Records for identifying positions:
— BEGIN —

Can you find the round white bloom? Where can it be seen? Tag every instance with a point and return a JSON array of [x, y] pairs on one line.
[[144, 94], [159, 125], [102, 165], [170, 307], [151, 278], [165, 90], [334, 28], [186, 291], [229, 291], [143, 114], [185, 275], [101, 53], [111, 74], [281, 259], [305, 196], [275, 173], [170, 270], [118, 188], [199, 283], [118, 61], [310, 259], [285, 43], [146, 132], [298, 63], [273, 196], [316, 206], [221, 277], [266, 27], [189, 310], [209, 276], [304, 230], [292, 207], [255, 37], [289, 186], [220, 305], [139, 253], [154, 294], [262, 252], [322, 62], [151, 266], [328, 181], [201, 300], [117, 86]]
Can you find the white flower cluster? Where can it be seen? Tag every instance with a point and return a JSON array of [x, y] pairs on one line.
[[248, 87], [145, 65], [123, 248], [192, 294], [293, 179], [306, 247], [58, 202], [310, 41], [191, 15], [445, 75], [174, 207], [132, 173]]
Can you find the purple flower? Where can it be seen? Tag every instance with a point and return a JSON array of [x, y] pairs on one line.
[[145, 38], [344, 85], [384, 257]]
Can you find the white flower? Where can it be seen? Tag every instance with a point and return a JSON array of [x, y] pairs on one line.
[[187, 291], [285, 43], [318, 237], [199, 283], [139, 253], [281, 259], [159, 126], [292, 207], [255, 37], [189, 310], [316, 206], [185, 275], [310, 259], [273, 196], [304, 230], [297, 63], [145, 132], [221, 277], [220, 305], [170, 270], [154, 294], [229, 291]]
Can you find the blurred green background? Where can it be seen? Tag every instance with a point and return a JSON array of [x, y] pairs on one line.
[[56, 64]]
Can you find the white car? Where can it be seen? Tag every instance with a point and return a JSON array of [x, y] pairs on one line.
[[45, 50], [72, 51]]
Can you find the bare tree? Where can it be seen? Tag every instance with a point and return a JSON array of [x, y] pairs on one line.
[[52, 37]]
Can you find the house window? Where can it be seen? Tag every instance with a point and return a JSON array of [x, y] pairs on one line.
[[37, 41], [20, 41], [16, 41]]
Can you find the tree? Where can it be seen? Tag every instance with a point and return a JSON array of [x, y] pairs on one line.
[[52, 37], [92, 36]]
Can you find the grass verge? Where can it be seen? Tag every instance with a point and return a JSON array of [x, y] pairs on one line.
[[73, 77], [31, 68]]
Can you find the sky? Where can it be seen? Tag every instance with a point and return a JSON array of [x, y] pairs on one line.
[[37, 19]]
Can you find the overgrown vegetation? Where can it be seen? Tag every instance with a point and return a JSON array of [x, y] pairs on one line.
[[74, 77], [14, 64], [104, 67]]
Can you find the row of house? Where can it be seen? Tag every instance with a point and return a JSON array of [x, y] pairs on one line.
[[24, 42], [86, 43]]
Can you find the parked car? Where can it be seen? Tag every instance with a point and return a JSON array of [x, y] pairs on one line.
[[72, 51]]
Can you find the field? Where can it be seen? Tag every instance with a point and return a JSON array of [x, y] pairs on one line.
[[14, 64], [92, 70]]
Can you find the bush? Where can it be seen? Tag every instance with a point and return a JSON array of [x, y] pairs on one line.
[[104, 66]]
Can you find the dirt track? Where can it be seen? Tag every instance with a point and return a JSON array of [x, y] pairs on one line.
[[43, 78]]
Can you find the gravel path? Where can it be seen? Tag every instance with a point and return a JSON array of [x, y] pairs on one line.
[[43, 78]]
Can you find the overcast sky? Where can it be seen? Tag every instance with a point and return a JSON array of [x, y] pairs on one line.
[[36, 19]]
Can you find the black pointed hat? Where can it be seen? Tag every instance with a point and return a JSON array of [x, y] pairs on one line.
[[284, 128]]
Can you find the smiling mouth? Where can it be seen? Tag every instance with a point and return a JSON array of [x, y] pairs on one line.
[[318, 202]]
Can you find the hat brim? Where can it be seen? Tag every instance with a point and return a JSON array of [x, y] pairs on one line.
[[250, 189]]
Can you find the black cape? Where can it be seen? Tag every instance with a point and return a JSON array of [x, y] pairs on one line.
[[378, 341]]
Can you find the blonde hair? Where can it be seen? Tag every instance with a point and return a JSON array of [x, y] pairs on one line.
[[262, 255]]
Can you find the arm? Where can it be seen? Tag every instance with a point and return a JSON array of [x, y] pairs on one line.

— END —

▶ Set exercise
Print the records above again line for line, with nothing changed.

▶ Response to this task
Can you find the round white bloom? Where can it be seen? Tag every instance with a point and return a JSON array of [x, y] pairs on one line.
[[144, 94], [159, 125], [102, 165], [170, 307], [151, 278], [165, 90], [334, 28], [186, 291], [229, 291], [143, 114], [185, 275], [101, 53], [111, 74], [281, 259], [305, 196], [275, 173], [170, 270], [118, 188], [199, 283], [118, 61], [310, 259], [285, 43], [146, 132], [298, 63], [273, 196], [316, 206], [221, 277], [266, 27], [189, 310], [209, 276], [304, 230], [292, 207], [255, 37], [289, 186], [220, 305], [139, 253], [154, 294], [262, 252], [322, 62], [151, 266], [328, 181], [201, 300], [117, 86]]
Can you find the white flower cluster? Where can it be seen? Tag every instance with a point and return a JSON array of [x, y] pairs on one line.
[[248, 87], [145, 65], [123, 248], [192, 294], [293, 179], [306, 247], [58, 202], [310, 41], [191, 15], [445, 75], [174, 207], [132, 173]]
Can you find the purple flower? Where can it be seen? Tag every instance with a point and return a JSON array of [x, y] pairs on one line.
[[145, 38], [344, 85], [384, 257]]
Can you find the white flower? Where can it be seen? Tag every instance with a point and return a JSON array of [x, y] pairs on one line.
[[187, 291], [285, 43], [318, 237], [199, 283], [139, 253], [281, 259], [159, 126], [292, 207], [255, 37], [189, 310], [316, 206], [185, 275], [310, 259], [273, 196], [304, 230], [297, 63], [145, 132], [221, 277], [220, 305], [170, 270], [154, 294], [229, 291]]
Can you find the blurred green background? Where can it be seen? Tag every instance with a point and return a JSON array of [x, y] pairs on one line.
[[56, 64]]
Can you find the white car? Where can it be seen? Tag every instance with a point and return a JSON array of [x, y] pairs on one line.
[[45, 50], [72, 51]]
Can you find the bare tree? Where can it be seen? Tag every instance with a point and return a JSON array of [x, y] pairs on one line.
[[52, 37]]
Can you find the house window? Where can it be seen? Tag every instance with a point and return a JSON array of [x, y] pairs on one line.
[[37, 41], [20, 41], [16, 41]]
Can you find the tree? Where can it be seen? Tag every instance with a point and return a JSON array of [x, y] pairs on one line.
[[52, 37], [92, 36]]
Can you find the grass verge? Where can it be seen? Tag every instance with a point and return a JSON array of [x, y] pairs on one line.
[[73, 77], [31, 68]]
Can you find the sky? Where can it be seen? Tag every instance with a point and return a JSON array of [x, y] pairs on one line.
[[37, 19]]
Can you find the overgrown vegetation? Where can it be seen? Tag every instance with a point and return a JSON array of [x, y] pairs on one line.
[[74, 77], [14, 64], [104, 67]]
Can you find the row of house? Where can it be seen? Tag every instance with a point and return a JSON array of [x, y] pairs on one line.
[[24, 42], [86, 43]]
Can you find the parked car? Where can it be seen? Tag every instance with a point and return a JSON array of [x, y] pairs on one line.
[[72, 51]]
Can you find the field? Where can it be seen? Tag every instance with a point and return a JSON array of [x, y] pairs on one line.
[[14, 64], [92, 70]]
Can you find the bush? Where can it be seen? Tag every instance with a point and return a JSON array of [x, y] pairs on one line.
[[104, 66]]
Can you find the dirt track? Where can it be seen? Tag every instance with a point and return a JSON array of [x, y] pairs on one line.
[[43, 78]]
Can you find the gravel path? Where can it be seen? Tag every instance with a point and return a JSON array of [x, y] pairs on one line.
[[43, 78]]
Can you find the overcast sky? Where can it be seen? Tag every instance with a point and return a JSON array of [x, y] pairs on one line.
[[36, 19]]
Can you find the black pointed hat? Where can it be seen? Tag every instance with a point and return a JSON array of [x, y] pairs on one line.
[[284, 128]]
Can you find the smiling mouth? Where can it be seen? Tag every instance with a point and return a JSON array of [x, y] pairs on one line.
[[318, 202]]
Can you find the hat brim? Where can it be seen? Tag every instance with a point and return a JSON array of [x, y] pairs on one line.
[[250, 189]]
Can you find the black cape? Where can it be seen? Tag every instance with a point and return a JSON array of [x, y] pairs on one line.
[[378, 341]]
Can you find the blonde hair? Where can it be seen? Tag every instance with a point and return a JSON array of [x, y] pairs on one line.
[[262, 255]]
Can you find the arm? Where can it be seen? Tag every instance with a point and return a JSON array of [x, y] pairs on one line.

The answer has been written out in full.